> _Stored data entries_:
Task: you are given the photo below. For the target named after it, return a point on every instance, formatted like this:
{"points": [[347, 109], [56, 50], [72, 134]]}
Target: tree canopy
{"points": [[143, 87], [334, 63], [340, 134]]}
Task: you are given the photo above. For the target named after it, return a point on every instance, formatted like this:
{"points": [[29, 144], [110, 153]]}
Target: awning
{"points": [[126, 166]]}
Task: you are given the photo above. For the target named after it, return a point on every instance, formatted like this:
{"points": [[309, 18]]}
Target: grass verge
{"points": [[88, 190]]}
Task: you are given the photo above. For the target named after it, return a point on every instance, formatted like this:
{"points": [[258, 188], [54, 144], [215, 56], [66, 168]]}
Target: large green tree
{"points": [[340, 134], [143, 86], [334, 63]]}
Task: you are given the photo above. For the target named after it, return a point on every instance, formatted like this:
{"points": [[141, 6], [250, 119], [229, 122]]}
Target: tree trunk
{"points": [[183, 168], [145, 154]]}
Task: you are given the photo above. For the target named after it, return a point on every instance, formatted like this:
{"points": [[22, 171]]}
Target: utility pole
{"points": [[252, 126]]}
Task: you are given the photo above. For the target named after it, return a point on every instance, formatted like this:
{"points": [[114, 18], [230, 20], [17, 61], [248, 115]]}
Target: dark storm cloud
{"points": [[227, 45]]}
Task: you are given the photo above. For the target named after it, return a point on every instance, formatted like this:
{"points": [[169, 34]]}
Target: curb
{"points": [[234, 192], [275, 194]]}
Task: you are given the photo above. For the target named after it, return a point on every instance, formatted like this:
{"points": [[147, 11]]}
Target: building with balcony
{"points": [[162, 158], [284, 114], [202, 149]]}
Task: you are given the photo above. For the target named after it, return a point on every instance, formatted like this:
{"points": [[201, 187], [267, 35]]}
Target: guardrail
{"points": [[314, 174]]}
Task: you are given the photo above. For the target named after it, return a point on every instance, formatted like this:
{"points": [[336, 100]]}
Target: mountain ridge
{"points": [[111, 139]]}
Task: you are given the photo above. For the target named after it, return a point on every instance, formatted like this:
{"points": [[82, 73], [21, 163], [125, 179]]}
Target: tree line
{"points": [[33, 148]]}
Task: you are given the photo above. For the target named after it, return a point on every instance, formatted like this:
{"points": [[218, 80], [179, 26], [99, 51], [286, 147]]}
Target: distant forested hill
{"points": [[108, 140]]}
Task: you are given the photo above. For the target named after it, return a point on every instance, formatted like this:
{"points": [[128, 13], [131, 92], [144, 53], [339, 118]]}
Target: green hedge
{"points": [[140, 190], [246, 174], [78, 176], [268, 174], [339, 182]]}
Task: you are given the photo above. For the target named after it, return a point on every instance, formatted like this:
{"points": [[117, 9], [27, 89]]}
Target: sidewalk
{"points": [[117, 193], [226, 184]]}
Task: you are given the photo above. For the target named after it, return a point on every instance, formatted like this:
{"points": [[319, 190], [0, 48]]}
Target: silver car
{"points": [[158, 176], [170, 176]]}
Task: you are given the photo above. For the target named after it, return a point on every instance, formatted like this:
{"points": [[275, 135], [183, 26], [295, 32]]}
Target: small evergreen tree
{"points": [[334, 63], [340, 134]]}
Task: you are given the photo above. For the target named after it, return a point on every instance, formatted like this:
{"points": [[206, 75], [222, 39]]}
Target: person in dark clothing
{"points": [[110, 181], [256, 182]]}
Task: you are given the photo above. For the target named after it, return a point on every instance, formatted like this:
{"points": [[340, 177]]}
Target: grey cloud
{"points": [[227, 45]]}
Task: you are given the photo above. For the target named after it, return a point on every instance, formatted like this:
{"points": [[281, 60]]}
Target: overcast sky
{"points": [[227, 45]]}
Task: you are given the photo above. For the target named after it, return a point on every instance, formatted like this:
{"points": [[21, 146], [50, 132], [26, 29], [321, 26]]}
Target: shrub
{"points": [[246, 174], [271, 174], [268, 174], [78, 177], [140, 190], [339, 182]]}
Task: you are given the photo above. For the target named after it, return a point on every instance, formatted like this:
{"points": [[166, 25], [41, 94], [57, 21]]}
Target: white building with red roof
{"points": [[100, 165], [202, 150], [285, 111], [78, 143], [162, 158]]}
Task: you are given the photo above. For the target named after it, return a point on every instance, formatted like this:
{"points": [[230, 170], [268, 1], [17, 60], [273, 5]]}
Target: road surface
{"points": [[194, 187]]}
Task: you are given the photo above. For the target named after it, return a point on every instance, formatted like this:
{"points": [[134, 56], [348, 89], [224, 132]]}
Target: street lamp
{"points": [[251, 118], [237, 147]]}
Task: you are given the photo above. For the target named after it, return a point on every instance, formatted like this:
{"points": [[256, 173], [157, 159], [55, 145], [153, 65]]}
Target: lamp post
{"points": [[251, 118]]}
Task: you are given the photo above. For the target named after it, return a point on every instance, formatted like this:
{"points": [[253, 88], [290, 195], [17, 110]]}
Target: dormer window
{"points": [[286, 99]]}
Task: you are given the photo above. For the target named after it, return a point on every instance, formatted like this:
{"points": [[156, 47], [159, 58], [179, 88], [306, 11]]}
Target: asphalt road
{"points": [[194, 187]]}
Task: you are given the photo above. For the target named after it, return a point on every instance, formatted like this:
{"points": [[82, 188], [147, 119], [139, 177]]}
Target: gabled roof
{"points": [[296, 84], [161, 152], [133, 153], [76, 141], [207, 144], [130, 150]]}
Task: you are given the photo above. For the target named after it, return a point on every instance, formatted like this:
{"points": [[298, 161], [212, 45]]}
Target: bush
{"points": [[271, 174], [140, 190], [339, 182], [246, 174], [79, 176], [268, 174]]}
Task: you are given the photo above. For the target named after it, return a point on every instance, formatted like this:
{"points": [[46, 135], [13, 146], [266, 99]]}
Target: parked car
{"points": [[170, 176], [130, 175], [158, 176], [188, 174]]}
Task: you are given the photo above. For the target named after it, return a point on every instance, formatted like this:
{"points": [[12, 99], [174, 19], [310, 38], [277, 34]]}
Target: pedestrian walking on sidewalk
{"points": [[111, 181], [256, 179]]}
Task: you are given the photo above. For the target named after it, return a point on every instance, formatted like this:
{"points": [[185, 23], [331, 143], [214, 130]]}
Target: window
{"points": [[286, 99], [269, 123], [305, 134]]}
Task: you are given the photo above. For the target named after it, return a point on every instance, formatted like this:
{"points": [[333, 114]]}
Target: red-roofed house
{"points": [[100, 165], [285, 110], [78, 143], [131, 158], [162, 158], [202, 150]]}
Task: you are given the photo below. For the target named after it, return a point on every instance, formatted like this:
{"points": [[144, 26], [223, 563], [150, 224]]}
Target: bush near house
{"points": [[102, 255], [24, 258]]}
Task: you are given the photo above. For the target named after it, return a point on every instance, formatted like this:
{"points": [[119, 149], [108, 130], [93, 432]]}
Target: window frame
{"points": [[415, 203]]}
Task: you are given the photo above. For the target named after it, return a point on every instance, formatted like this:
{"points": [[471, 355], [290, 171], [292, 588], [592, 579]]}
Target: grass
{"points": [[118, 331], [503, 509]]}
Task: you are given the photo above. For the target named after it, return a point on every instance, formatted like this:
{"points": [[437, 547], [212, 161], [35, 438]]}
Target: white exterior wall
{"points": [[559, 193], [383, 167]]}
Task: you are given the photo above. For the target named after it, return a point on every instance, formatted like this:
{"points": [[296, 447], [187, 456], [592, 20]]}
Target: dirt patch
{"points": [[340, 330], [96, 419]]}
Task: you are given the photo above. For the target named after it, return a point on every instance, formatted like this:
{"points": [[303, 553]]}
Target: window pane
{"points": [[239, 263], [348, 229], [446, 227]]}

> _WHAT YOU WILL DO_: Copy out every record exactly; leave nothing out.

> _COMPLETED EXERCISE_:
Task: you are given the photo below. For the target named after it, return a point on every instance, formatted like this:
{"points": [[347, 109], [56, 50], [72, 134]]}
Target: tree canopy
{"points": [[143, 87], [334, 63], [340, 134]]}
Task: you are given the photo above. For the target named after it, return a point on every instance, formatted like this:
{"points": [[29, 144], [110, 153]]}
Target: awning
{"points": [[126, 166]]}
Task: you are given the photo above. For the target named after it, return a point on every instance, formatted like this:
{"points": [[309, 18]]}
Target: grass verge
{"points": [[88, 190]]}
Task: you are given the photo above. For the target named after it, return a point on every instance, formatted like this:
{"points": [[258, 188], [54, 144], [215, 56], [66, 168]]}
Target: large green tree
{"points": [[340, 134], [143, 86], [334, 63]]}
Task: you are given the photo above. For the target named after it, return a point on every instance, formatted like this:
{"points": [[141, 6], [250, 119], [229, 122]]}
Target: tree trunk
{"points": [[183, 168], [145, 154]]}
Task: you are given the photo above. For the target named after it, return a point on every instance, formatted like this:
{"points": [[22, 171]]}
Target: utility pole
{"points": [[252, 126]]}
Task: you are given the photo above. For the target named after it, return a point on every instance, formatted like this:
{"points": [[114, 18], [230, 20], [17, 61], [248, 115]]}
Target: dark storm cloud
{"points": [[227, 45]]}
Task: you are given the photo above. For the target named after it, return a point on every instance, formatted like this:
{"points": [[169, 34]]}
Target: curb
{"points": [[234, 192], [275, 194]]}
Task: you are given the photo above. For the target named after it, return a point on every instance, formatted like this:
{"points": [[147, 11]]}
Target: building with balcony
{"points": [[162, 158], [284, 114], [202, 149]]}
Task: you are given the photo above. For the target named after it, return a point on every instance, formatted like this:
{"points": [[201, 187], [267, 35]]}
Target: guardrail
{"points": [[314, 174]]}
Task: you are given the photo above. For the target named after it, return a point on every instance, formatted like this:
{"points": [[336, 100]]}
Target: mountain ridge
{"points": [[111, 139]]}
Task: you are given the photo above. For the target named after it, return a point on every instance, formatted like this:
{"points": [[82, 73], [21, 163], [125, 179]]}
Target: tree line
{"points": [[33, 148]]}
Task: you are given the photo above. For the target named after it, return a point on every instance, formatted like this:
{"points": [[218, 80], [179, 26], [99, 51], [286, 147]]}
Target: distant forested hill
{"points": [[108, 140]]}
Task: you are given the photo above. For the target named after it, return a point on every instance, formatted like this:
{"points": [[128, 13], [131, 92], [144, 53], [339, 118]]}
Target: green hedge
{"points": [[140, 190], [246, 174], [78, 176], [268, 174], [339, 182]]}
Task: you are given the photo above. For the target named after it, return a point on every instance, formatted like this:
{"points": [[117, 9], [27, 89]]}
Target: sidewalk
{"points": [[117, 193], [226, 184]]}
Task: you are given the photo above. For the target named after it, return a point on every instance, formatted like this:
{"points": [[319, 190], [0, 48]]}
Target: silver car
{"points": [[158, 176], [170, 176]]}
Task: you are given the photo above. For the target named after it, return a point on every instance, formatted like this:
{"points": [[275, 135], [183, 26], [295, 32]]}
Target: small evergreen tree
{"points": [[334, 63], [340, 134]]}
Task: you are given the photo above. For the target named after it, return a point on every instance, formatted like this:
{"points": [[206, 75], [222, 39]]}
Target: person in dark clothing
{"points": [[110, 181], [256, 182]]}
Task: you are given the photo above. For the target named after it, return a point on every instance, formatted like this:
{"points": [[340, 177]]}
Target: grey cloud
{"points": [[227, 45]]}
Task: you are given the photo above. For the target named after it, return a point on every instance, formatted like this:
{"points": [[281, 60]]}
Target: overcast sky
{"points": [[227, 45]]}
Task: you are given the photo above. For the target named after it, return a point on every instance, formatted like this:
{"points": [[21, 146], [50, 132], [26, 29], [321, 26]]}
Target: shrub
{"points": [[246, 174], [271, 174], [268, 174], [78, 177], [140, 190], [339, 182]]}
Task: you are given the photo above. For the target named after it, return a point on every instance, formatted like this:
{"points": [[166, 25], [41, 94], [57, 21]]}
Target: white building with red roof
{"points": [[100, 165], [202, 150], [285, 111], [78, 143], [162, 158]]}
Task: you are given the photo above. For the target named after it, return a point on every instance, formatted like this:
{"points": [[230, 170], [268, 1], [17, 60], [273, 5]]}
Target: road surface
{"points": [[194, 187]]}
Task: you are given the photo above. For the target named after it, return a point on every instance, formatted like this:
{"points": [[134, 56], [348, 89], [224, 132]]}
Target: street lamp
{"points": [[251, 118], [237, 147]]}
Task: you are given the photo above. For the target named after it, return a point on every instance, formatted like this:
{"points": [[256, 173], [157, 159], [55, 145], [153, 65]]}
Target: lamp post
{"points": [[251, 118]]}
Task: you are given the photo above. For the target named after it, return a point on every instance, formatted like this:
{"points": [[253, 88], [290, 195], [17, 110]]}
Target: dormer window
{"points": [[286, 99]]}
Task: you are given the photo above. For the target named after it, return a point on every instance, formatted like this:
{"points": [[156, 47], [159, 58], [179, 88], [306, 11]]}
Target: asphalt road
{"points": [[194, 187]]}
Task: you are given the photo above. For the target named after it, return a point on every instance, formatted like this:
{"points": [[82, 188], [147, 119], [139, 177]]}
Target: gabled roof
{"points": [[296, 84], [161, 152], [133, 153], [76, 141], [207, 144], [130, 150]]}
Task: you are given the photo above. For the target named after it, return a point on every instance, formatted like this:
{"points": [[298, 161], [212, 45]]}
Target: bush
{"points": [[271, 174], [140, 190], [339, 182], [246, 174], [79, 176], [268, 174]]}
Task: you are given the photo above. For the target named after it, return a point on every instance, formatted like this:
{"points": [[46, 135], [13, 146], [266, 99]]}
Target: parked car
{"points": [[170, 176], [130, 175], [158, 176], [188, 174]]}
Task: you are given the photo above. For the target named after it, return a point on every instance, formatted like this:
{"points": [[12, 99], [174, 19], [310, 38], [277, 34]]}
Target: pedestrian walking on sidewalk
{"points": [[111, 181], [256, 179]]}
Task: you are given the photo above. For the target named after it, return a point on every instance, formatted like this:
{"points": [[185, 23], [331, 143], [214, 130]]}
Target: window
{"points": [[286, 99], [269, 123], [305, 134]]}
Task: you are given the photo above. For the target named after it, return a point on every instance, formatted like this:
{"points": [[333, 114]]}
Target: red-roofed house
{"points": [[100, 165], [285, 110], [78, 143], [131, 158], [162, 158], [202, 150]]}
Task: you are given the photo below. For the target named after it, return a point on every instance, formatted like this:
{"points": [[144, 26], [223, 563], [150, 224]]}
Target: bush near house
{"points": [[102, 255], [24, 258]]}
Task: you are given the photo above. For the target named after it, return a point on every instance, formatted like this:
{"points": [[119, 149], [108, 130], [93, 432]]}
Target: window frame
{"points": [[415, 203]]}
Task: you are given the photo above. For the target named after it, return a point on every instance, formatted like this:
{"points": [[471, 355], [290, 171], [292, 588], [592, 579]]}
Target: grass
{"points": [[118, 331], [503, 509]]}
Task: you are given the photo above. For the target named after it, return a point on every instance, formatted like this:
{"points": [[437, 547], [212, 161], [35, 438]]}
Target: white exterior wall
{"points": [[559, 193], [383, 167]]}
Task: you are given the photo above. For the target named after it, return a point on every instance, formatted like this:
{"points": [[296, 447], [187, 456], [592, 20]]}
Target: dirt patch
{"points": [[340, 330], [96, 419]]}
Task: you are given the photo above. For the target named after it, return a point on every instance, formatted like this:
{"points": [[303, 553]]}
Target: window pane
{"points": [[239, 263], [348, 229], [446, 227]]}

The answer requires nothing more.